SUPPLIED PASSAGE:
Dáil debates

Tuesday, 18 May 2021

Ceisteanna - Questions

Taoiseach's Meetings and Engagements

4:30 pm

Photo of Micheál MartinMicheál Martin (Cork South Central, Fianna Fail) | Oireachtas source

Deputy Kelly raised the issue of the national maternity hospital, as have all the Deputies who spoke subsequently. Religious ethos will not influence the policy or activities of the hospital. I supported the repeal of the eighth amendment and the national maternity hospital will not be in any shape or form influenced by any religion. I have not discussed it with any bishop or archbishop. I do not think it is appropriate. Nor did they seek to discuss it with me at any stage.

This Government is ten months old but this project has dragged on for years. The existing situation in terms of women's health in the National Maternity Hospital, Holles Street, is not what it should be. We cannot continue indefinitely in the existing location, in terms of modern maternity and health care for women. We need a new facility.

4 o’clock

Even if it was cleared in the morning, we are still looking at some years before a new facility would be constructed. We need to keep that in mind as we continue to debate this issue because it seems to me that over the past five to six years it has been exhaustively engaged in by a variety of contributors. There is a necessity, an imperative, to get this modern facility in place. The decision to move to the St. Vincent's campus in the first instance was a clinical medical one in order to have a maternity hospital adjacent to a tertiary hospital for the betterment of women and newborns, to allow for health interventions that might be urgently required. The most successful example of that is CUH where the maternity hospital is on site. I was Minister for Health when that maternity hospital was constructed on the grounds of the hospital, and we have not had a similar example built since. That was in the 2000s. We do need to get on with it.

EXTRACTED DATA:

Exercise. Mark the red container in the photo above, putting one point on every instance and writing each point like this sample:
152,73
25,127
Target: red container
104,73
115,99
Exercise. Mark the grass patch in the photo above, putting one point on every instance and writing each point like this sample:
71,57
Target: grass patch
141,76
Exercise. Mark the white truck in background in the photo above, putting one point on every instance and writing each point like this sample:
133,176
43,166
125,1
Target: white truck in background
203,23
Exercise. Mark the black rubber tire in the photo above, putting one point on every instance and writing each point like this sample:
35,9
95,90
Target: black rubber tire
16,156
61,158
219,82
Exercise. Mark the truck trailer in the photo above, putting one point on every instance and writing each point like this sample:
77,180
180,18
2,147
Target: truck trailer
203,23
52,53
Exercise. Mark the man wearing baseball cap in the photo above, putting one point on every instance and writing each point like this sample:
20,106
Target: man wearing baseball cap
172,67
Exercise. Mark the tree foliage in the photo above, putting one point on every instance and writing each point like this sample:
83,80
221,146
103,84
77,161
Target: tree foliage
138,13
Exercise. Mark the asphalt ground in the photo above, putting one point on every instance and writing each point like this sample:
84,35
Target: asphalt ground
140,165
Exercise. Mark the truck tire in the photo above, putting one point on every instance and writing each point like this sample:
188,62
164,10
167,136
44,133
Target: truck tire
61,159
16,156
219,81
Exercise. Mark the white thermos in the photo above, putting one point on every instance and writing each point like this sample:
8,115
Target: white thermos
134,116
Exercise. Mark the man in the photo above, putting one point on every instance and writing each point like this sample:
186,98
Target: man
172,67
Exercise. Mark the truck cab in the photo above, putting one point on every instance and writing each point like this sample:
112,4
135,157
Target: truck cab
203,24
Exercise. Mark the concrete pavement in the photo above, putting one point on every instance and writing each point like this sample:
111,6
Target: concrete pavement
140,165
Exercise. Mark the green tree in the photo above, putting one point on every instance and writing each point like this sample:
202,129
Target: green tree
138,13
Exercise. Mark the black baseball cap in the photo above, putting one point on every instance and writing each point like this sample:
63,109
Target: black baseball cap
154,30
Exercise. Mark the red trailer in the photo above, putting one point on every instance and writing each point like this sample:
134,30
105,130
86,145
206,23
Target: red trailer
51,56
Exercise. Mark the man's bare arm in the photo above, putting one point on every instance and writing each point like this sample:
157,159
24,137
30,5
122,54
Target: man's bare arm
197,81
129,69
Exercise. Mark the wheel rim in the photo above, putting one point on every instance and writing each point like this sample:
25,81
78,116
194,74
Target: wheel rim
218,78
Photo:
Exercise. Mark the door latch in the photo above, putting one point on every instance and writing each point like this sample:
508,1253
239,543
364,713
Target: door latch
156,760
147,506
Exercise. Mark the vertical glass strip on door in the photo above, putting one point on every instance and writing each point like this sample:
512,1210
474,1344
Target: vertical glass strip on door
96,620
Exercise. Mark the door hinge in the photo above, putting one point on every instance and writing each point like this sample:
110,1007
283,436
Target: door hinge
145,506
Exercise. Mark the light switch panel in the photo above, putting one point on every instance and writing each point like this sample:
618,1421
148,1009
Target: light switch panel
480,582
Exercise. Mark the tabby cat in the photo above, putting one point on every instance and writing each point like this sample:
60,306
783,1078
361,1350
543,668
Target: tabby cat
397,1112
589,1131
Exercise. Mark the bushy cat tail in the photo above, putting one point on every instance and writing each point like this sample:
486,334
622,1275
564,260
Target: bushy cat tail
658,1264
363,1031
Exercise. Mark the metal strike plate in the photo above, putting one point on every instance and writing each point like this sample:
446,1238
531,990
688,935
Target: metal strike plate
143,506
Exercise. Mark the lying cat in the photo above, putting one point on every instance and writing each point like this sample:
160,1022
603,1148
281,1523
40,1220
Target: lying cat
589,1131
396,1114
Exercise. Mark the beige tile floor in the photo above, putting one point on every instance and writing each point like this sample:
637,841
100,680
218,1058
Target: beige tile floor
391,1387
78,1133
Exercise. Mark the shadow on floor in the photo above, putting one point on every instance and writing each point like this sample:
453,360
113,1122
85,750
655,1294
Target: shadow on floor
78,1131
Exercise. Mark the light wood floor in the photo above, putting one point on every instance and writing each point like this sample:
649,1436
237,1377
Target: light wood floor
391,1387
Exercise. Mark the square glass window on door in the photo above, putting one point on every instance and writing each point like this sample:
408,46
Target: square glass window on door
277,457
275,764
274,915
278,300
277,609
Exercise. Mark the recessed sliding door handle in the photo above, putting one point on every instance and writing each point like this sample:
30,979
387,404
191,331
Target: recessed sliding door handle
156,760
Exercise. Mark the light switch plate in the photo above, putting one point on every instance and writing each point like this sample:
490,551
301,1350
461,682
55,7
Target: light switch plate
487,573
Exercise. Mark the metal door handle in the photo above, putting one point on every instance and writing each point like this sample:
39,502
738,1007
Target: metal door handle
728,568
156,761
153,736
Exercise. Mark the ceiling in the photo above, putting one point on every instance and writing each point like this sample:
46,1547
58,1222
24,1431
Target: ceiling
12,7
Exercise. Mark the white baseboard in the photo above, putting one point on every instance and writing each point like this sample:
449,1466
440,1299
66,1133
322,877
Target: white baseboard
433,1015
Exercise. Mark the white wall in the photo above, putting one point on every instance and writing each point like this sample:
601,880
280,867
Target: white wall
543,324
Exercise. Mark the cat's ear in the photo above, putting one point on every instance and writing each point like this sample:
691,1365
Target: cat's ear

PROBLEM DESCRIPTION:
Say whether each statement agrees with the Dáil debate. Answer yes or no, and quote the deciding words.
(a) The speaker has discussed the national maternity hospital with a bishop or archbishop.
(b) The decision to move to the St. Vincent's campus was a clinical medical one.
(c) The maternity hospital at CUH was built in the 1990s.
The items are not needed for this work.

TASK RESULT:
(a) No: "I have not discussed it with any bishop or archbishop."
(b) Yes: "The decision to move to the St. Vincent's campus in the first instance was a clinical medical one"
(c) No: "That was in the 2000s."